● SELECTED EXCERPT:
_ _ _ _ _
7/10
Good film becomes great with stunning climax (possible spoiler)
16 February 2000
Warning: Spoilers
Although not quite comparable, this film reminded me somewhat of THE SIXTH SENSE, in which an entertaining movie frustratingly missing greatness is suddenly transformed into something much richer and more complex by a startling climax. Shane Meadows is one of the few filmmakers today who actually understands the meaning of irony, that it's not a synonym for sarcasm, that it isn't just a case of saying the opposite of what you mean. Meadows contrives to lead his viewer up a particular path of emotions and meanings before pulling back at the crucial moment to reveal, in their horror, its full implications. Topically, refreshingly, it is also one of the most sensible films about fascism in a long time.
_ _ _ _ _
● MATERIAL SHOWN:
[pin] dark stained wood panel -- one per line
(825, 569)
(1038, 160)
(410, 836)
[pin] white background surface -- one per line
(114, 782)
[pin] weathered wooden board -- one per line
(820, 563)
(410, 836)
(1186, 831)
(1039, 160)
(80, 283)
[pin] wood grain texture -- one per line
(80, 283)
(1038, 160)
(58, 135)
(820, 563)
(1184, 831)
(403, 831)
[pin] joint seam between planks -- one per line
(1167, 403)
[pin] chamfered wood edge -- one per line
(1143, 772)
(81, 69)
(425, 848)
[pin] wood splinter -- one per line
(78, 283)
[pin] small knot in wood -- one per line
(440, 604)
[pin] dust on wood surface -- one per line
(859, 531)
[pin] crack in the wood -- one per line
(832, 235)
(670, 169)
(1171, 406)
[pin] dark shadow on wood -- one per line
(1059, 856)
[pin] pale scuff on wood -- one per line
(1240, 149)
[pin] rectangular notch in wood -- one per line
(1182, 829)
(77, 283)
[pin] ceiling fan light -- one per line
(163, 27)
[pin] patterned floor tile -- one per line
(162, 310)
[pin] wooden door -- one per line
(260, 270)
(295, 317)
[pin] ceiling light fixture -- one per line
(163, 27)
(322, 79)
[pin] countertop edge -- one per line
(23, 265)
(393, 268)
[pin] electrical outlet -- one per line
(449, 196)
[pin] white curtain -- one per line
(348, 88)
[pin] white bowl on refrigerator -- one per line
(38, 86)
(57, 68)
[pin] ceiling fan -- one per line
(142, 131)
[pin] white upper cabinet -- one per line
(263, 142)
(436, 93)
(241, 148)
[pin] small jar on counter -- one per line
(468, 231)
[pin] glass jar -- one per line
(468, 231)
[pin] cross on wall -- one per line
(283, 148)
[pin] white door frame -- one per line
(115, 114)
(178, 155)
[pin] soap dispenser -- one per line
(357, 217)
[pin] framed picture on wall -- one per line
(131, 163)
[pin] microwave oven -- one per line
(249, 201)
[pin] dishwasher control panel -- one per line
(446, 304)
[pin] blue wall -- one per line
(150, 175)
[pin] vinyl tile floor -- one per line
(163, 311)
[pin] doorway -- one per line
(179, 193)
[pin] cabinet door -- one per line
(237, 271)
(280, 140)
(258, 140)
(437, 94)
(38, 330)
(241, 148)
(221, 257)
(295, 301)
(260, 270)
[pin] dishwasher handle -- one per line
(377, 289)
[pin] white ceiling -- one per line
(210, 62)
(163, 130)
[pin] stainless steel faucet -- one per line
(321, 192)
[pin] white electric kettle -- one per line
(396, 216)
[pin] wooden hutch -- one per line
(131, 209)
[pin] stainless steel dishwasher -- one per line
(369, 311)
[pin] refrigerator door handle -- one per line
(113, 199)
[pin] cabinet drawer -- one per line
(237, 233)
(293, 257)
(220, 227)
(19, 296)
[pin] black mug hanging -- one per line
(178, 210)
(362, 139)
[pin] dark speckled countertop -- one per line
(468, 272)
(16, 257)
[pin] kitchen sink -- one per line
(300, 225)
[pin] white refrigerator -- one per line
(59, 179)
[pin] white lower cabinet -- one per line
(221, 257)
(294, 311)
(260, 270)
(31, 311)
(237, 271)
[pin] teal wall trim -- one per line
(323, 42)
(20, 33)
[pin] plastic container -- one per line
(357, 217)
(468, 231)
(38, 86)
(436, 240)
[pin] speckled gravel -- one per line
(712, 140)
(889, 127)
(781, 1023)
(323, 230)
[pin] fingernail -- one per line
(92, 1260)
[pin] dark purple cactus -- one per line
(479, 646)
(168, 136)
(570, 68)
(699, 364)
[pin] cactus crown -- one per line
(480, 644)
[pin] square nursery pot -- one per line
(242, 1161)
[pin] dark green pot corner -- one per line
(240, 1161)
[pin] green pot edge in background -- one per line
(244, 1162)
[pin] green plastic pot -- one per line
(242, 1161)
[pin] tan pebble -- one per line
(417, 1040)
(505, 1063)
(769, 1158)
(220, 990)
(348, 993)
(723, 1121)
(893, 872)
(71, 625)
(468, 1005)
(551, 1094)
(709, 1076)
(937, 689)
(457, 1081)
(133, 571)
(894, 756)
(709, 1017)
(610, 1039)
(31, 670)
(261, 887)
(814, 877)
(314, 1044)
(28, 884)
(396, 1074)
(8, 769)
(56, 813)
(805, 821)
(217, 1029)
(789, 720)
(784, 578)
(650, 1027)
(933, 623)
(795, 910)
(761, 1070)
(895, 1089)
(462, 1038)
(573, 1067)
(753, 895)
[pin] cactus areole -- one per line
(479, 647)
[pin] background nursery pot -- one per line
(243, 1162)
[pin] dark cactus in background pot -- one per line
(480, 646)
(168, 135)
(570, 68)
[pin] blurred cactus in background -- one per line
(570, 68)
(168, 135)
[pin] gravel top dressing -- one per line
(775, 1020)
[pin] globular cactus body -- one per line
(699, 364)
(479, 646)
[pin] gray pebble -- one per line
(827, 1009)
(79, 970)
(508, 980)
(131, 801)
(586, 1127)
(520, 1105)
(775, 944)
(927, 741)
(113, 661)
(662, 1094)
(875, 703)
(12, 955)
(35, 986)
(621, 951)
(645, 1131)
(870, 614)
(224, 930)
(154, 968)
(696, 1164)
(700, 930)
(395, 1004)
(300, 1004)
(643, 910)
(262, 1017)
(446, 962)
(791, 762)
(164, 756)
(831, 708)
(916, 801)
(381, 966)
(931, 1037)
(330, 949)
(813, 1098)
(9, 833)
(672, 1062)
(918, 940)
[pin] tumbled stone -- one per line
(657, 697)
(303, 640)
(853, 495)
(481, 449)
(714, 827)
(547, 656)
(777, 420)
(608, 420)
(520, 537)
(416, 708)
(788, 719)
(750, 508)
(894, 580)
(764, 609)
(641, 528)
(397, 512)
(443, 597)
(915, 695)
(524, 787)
_ _ _ _ _
● EXERCISE OBJECTIVE:
In the film review, which earlier movie does the reviewer say this film called to mind?

● EXERCISE OUTPUT:
THE SIXTH SENSE